=== Compiti da svolgere ===
[1] Elenca le attività illecite da cui, secondo il brano sulla ’ndrangheta, l’organizzazione ricava denaro ogni anno, indicando per ciascuna la cifra riportata.
[2] Prosegui il brano sulla ’ndrangheta a partire dalla sua ultima frase.

Pochi giorni fa è ricorso il ventennale dell’inchiesta di Mani pulite. Eppure, a sentire a sentire i leader di alcuni dei maggiori partiti politici italiani e i direttori di famosi quotidiani nazionaliri, “dire che siamo ancora nell’era di tangentopoli è una fesseria” e, in fondo in fondo, se ci guardiamo intorno, “non ci sembra di vivere in un paese di ladri e corrotti” [guarda il video "Sallusti fra le nuvole"].

Ebbene, fermo restando che ognuno vede il paese che vuole vedere, ci sono delle realtà tangibili che testimoniano quanto il mercato e gli affari dell’Italia siano inquinati. Una di queste si chiama ‘ndrangheta. Che non è più, e non lo è da almeno trent’anni, una combriccola di pastori dell’Aspromonte che mangiano ‘nduja e rapiscono qualche riccastro: la ‘ndrangheta è oggi la prima azienda del Paese e ogni anno incassa 25 miliardi di euro con il traffico di cocaina, 6 miliardi con gli appalti truccati, 7 miliardi con armi e prostituzione, 4 miliardi con estorsione e usura. La mafia calabrese che ha ormai ramificazioni in tutta Italia e anche in Canada, Spagna, Germania, Olanda, Stati Uniti, Australia, Colombia, Singapore e Svizzera muove un giro d’affari pari al 4% del nostro PIL. Quasi come il fatturato della FIAT in tutto il mondo.

=== Dati registrati ===
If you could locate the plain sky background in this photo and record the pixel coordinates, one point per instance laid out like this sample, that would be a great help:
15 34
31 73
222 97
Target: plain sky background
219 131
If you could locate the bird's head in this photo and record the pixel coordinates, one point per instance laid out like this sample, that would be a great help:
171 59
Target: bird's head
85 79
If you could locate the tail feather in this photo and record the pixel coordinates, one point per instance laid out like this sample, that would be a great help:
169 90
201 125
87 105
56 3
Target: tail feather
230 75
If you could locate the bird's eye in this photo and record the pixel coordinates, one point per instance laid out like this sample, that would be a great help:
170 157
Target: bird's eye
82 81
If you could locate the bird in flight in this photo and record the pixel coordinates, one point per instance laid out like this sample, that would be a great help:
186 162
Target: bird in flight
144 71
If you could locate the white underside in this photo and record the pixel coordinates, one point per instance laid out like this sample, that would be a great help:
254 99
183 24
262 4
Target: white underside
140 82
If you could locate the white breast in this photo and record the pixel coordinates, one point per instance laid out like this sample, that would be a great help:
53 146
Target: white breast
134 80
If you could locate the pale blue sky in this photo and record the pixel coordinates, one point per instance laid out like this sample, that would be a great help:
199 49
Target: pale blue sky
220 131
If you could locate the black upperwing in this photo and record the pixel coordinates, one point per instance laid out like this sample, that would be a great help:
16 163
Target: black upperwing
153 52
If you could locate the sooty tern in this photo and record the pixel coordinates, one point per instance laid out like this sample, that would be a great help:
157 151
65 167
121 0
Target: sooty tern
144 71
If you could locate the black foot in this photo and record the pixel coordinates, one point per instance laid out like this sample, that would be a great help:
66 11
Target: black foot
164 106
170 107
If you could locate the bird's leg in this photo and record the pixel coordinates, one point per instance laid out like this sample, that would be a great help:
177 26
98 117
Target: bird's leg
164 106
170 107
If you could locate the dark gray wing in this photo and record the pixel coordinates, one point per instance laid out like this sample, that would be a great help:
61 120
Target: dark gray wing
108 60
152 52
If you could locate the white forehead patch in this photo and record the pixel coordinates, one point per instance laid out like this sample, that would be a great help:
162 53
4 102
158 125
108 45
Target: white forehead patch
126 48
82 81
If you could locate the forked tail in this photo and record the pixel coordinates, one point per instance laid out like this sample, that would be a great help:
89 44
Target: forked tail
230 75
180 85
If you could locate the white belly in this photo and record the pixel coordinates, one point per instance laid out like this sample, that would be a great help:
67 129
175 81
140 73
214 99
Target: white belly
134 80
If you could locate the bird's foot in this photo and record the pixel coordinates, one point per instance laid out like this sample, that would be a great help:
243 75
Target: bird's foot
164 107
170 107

=== Risposte proposte ===
[1]
- Traffico di cocaina: 25 miliardi di euro
- Appalti truccati: 6 miliardi di euro
- Armi e prostituzione: 7 miliardi di euro
- Estorsione e usura: 4 miliardi di euro

[2]
Tutto questo è possibile anche perché la politica si guarda bene dal combattere la ‘ndrangheta. Eppure, a detta di Nicola Gratteri, procuratore aggiunto al Tribunale di Reggio Calabria, da anni in prima linea contro le ‘ndrine, basterebbe “riformare dieci o quindici articoli del codice penale… e a quei mafiosi gli faremmo un culo così”.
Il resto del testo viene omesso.